:: LISTED RECORDS ::
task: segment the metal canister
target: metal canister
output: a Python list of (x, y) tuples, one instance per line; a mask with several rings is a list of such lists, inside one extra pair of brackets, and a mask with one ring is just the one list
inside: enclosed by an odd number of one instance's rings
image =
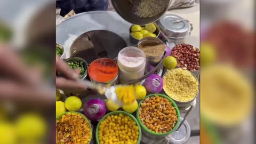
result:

:: TASK DIRECTIONS ::
Give the lines above as a JSON list of strings, one string per line. Leave out blank lines and the picture.

:: WRITTEN ANSWER ::
[
  "task: segment the metal canister",
  "target: metal canister",
  "output: a Python list of (x, y) tuples, one instance per line; a mask with several rings is a list of such lists, inside one extra pair of brackets, and a mask with one ring is just the one list",
  "inside: enclosed by an odd number of one instance's rings",
  "image =",
  "result:"
]